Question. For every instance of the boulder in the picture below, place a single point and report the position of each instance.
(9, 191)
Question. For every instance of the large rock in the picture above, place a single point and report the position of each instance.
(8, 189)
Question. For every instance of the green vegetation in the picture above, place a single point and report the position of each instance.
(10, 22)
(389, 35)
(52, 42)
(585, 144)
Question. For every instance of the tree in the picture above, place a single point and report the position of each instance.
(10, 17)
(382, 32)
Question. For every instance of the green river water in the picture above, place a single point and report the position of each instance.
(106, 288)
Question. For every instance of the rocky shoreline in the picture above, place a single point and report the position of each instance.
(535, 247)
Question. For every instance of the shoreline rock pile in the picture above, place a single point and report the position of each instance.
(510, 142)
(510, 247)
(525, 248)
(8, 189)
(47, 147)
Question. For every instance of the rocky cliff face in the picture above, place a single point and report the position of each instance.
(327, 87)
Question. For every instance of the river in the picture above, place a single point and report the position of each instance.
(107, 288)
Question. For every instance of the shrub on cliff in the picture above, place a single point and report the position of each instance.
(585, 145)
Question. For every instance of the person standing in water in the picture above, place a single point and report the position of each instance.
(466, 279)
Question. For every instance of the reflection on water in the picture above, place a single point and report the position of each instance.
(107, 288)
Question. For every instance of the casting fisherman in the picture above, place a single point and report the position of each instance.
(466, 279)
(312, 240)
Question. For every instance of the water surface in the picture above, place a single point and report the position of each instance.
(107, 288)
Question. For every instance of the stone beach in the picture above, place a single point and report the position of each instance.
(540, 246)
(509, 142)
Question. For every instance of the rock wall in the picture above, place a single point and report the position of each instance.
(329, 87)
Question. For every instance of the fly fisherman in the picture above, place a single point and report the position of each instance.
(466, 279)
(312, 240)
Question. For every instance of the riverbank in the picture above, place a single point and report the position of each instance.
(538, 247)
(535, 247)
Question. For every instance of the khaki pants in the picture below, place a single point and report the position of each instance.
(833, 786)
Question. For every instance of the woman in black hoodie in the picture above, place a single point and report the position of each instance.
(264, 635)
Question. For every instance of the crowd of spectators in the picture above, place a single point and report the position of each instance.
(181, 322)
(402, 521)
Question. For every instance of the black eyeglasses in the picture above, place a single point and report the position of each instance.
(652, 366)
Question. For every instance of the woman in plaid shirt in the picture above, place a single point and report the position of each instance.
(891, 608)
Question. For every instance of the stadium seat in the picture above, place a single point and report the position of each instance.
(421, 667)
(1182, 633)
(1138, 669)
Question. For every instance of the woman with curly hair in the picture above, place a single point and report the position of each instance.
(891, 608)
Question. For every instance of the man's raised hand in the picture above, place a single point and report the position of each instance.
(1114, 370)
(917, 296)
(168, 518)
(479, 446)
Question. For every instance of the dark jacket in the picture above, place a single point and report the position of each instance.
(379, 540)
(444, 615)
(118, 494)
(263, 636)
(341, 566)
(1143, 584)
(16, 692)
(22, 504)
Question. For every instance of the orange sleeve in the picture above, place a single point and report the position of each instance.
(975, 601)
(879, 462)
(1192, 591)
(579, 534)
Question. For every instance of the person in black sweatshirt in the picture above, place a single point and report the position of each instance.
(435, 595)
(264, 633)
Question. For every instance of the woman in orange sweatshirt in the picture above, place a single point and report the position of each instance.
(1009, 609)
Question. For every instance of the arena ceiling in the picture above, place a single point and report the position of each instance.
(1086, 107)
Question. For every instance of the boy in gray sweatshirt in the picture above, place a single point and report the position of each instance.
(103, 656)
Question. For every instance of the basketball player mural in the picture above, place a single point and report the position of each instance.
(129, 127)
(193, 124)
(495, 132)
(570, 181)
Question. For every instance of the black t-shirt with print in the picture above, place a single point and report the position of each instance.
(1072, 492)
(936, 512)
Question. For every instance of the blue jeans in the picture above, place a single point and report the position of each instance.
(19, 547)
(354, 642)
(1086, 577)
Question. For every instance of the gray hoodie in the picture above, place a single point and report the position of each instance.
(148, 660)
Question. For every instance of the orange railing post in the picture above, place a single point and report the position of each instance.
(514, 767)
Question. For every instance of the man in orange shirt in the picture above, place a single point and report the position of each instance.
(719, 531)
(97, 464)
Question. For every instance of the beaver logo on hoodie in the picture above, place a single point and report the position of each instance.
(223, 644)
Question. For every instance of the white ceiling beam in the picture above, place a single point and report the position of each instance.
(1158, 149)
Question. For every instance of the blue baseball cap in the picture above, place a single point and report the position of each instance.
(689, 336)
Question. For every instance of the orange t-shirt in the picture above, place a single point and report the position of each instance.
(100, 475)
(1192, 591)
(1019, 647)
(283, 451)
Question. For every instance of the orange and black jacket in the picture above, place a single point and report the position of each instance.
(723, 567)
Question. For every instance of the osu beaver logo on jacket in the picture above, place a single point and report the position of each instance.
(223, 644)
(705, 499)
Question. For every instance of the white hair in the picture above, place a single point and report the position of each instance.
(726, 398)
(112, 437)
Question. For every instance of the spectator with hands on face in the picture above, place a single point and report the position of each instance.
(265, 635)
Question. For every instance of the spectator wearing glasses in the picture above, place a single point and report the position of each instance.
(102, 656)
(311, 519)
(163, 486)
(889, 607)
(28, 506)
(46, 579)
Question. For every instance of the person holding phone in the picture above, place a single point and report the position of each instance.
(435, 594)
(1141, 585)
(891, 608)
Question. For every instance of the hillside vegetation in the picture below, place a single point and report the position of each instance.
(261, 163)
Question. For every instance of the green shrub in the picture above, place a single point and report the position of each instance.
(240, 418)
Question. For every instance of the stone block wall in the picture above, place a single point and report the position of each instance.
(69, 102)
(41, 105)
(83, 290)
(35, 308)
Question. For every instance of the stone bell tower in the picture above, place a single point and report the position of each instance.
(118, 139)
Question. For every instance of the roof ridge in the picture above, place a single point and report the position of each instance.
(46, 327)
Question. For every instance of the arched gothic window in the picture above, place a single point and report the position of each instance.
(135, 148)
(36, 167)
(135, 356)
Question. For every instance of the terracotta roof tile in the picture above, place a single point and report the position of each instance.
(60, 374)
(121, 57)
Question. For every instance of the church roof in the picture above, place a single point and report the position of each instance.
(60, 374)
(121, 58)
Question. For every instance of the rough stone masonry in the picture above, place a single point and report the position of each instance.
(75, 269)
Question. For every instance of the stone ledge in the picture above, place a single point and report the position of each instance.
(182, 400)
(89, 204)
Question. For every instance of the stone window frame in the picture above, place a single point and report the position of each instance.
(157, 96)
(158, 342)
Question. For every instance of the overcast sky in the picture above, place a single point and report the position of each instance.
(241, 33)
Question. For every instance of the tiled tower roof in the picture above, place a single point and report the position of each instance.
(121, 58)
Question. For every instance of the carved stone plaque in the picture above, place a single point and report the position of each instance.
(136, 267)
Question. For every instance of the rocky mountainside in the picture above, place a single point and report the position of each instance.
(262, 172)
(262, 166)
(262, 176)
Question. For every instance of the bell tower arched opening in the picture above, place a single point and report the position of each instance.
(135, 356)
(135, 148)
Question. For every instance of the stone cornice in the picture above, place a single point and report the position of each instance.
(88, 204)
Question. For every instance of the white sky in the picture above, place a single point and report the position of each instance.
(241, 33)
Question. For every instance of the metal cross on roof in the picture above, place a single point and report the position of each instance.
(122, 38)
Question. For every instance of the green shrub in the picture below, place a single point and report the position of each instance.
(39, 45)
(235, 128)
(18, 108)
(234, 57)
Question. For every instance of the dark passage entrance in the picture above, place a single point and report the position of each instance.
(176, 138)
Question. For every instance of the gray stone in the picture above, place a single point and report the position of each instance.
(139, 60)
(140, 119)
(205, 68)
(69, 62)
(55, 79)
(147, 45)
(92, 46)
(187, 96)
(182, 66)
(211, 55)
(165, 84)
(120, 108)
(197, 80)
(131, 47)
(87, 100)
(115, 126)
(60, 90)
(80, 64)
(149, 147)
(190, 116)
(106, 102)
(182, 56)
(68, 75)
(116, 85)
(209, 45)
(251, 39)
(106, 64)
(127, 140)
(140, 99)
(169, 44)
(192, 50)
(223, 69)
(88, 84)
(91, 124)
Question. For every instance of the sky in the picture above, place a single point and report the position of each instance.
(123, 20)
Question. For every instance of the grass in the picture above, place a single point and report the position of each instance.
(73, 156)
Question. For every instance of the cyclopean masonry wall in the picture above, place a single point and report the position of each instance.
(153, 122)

_____

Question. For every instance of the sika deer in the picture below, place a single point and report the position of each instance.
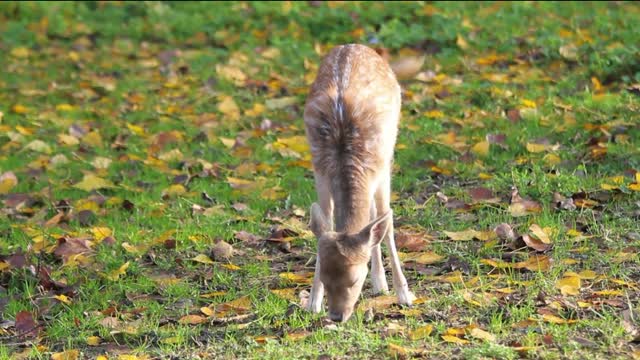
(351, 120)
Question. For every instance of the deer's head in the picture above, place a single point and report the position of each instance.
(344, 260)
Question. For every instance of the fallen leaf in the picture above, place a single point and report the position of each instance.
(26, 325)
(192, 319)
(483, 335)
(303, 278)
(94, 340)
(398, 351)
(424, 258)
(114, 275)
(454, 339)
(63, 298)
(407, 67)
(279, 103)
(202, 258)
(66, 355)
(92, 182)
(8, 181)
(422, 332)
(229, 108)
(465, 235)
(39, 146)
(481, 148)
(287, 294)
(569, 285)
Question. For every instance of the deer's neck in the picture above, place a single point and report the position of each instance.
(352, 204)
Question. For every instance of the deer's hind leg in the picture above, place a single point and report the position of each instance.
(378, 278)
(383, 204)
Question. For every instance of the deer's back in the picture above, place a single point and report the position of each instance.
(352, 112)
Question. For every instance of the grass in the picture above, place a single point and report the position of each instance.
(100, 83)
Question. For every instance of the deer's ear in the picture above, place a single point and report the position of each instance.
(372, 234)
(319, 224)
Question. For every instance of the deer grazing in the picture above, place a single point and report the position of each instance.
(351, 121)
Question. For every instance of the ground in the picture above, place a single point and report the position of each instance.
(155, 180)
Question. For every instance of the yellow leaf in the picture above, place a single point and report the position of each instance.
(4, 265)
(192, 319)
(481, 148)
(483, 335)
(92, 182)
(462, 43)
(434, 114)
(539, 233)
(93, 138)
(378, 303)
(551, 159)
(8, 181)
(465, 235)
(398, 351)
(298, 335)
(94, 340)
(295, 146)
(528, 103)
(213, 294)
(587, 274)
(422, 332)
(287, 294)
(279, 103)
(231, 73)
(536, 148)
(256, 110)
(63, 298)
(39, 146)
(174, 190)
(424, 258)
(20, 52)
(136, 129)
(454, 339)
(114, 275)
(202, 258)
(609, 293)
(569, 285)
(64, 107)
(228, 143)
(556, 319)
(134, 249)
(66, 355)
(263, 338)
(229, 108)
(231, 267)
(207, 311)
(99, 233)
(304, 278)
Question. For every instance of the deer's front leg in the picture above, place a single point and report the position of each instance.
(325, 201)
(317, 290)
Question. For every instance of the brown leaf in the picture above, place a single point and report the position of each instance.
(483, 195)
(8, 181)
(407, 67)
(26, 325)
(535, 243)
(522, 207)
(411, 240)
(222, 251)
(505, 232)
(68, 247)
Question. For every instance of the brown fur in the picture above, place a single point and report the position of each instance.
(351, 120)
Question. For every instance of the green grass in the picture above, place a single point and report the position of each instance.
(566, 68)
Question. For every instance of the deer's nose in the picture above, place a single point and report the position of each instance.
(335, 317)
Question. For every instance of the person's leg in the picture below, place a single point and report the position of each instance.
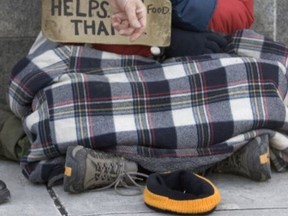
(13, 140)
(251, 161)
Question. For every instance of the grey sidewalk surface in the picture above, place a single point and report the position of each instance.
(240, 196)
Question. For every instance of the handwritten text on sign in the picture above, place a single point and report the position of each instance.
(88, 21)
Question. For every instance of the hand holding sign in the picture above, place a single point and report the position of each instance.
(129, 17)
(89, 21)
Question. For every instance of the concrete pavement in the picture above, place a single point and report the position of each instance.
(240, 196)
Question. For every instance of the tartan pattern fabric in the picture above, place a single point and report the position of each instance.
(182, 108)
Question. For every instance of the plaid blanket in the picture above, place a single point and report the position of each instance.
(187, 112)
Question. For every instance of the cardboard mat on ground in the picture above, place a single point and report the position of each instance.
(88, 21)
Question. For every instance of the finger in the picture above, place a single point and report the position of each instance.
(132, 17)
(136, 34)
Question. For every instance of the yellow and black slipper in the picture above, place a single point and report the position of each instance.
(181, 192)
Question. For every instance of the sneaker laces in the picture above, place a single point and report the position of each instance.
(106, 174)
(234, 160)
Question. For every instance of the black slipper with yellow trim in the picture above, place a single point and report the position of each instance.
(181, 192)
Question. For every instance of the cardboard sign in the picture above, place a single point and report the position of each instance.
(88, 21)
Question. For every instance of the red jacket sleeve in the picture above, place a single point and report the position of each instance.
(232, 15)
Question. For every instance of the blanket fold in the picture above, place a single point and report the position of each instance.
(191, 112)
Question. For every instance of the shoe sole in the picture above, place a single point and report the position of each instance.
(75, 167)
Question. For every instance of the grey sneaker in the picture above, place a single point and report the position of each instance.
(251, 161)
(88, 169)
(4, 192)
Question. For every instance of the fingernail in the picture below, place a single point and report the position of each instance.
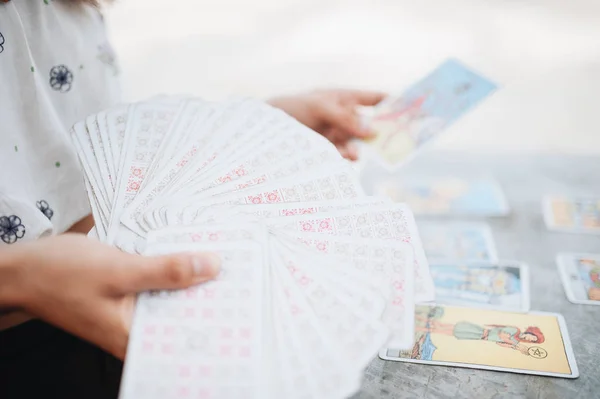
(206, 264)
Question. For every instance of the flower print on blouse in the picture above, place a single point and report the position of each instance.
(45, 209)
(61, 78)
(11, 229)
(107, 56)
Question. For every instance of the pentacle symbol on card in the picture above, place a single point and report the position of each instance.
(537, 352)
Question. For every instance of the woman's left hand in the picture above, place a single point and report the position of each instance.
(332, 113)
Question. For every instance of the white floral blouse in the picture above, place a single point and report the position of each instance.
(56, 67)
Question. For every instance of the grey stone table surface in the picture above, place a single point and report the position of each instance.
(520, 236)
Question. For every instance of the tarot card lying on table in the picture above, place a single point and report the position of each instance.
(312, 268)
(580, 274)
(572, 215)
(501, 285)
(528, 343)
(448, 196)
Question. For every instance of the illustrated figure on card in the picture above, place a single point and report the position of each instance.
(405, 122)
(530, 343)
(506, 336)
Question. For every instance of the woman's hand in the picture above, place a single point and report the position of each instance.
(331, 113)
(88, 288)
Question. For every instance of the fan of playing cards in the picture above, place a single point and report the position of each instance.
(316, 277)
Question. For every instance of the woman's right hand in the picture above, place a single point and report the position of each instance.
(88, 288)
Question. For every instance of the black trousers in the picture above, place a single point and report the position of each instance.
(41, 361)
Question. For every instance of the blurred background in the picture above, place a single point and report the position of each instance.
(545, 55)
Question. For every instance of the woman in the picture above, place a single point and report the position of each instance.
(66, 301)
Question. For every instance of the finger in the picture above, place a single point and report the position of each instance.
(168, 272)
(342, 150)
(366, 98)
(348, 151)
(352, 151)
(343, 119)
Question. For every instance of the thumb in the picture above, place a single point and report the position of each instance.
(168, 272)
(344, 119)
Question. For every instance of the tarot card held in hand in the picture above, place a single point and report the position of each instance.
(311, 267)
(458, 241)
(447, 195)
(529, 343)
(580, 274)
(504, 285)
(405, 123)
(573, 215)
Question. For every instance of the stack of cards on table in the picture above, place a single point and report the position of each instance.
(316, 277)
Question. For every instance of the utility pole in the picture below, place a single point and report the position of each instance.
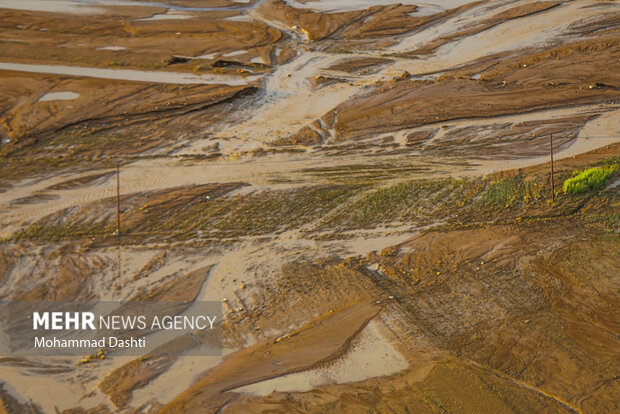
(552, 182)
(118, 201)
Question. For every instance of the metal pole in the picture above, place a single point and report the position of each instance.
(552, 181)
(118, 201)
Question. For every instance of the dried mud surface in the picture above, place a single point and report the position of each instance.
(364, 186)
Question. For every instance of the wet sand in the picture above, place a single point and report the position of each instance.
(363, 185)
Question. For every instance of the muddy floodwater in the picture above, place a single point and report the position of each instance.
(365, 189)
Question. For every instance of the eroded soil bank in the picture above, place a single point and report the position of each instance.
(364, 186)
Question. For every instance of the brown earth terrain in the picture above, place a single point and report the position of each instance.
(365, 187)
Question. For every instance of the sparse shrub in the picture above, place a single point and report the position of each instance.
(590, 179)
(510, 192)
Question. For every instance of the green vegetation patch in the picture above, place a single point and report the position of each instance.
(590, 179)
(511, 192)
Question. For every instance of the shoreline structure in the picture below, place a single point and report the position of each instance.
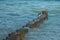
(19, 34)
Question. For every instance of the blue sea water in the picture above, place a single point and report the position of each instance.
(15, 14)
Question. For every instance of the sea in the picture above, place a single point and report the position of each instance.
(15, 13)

_____

BRIEF — List every row above that contains the string "deer", copying each one in full.

REPLY TO THE EXERCISE —
Question. For every instance of the sika deer in the picture below, place a single point and report the position of each instance.
Question. For every instance of the deer's head in the picture above, place a single point and report the position of each instance.
Question. For every instance of the deer's neck in the picture above, place a single point and report the position of each instance.
Question. For every instance of the deer's hind leg in the picture above, place a single point and report the position of each instance.
Question. For every instance of the deer's back in the picture above, place a single point and report the position of each instance.
Question. For every instance of the deer's ear in the picture above, place a single point and report the position of each instance.
Question. For every instance of the deer grazing in the picture above, place a single point and report the position of each instance.
Question. For every instance of the deer's front leg in the picture above, place a single point and report the position of each instance.
Question. For every instance of the deer's nose in the picture above, place a single point and report the position of each instance.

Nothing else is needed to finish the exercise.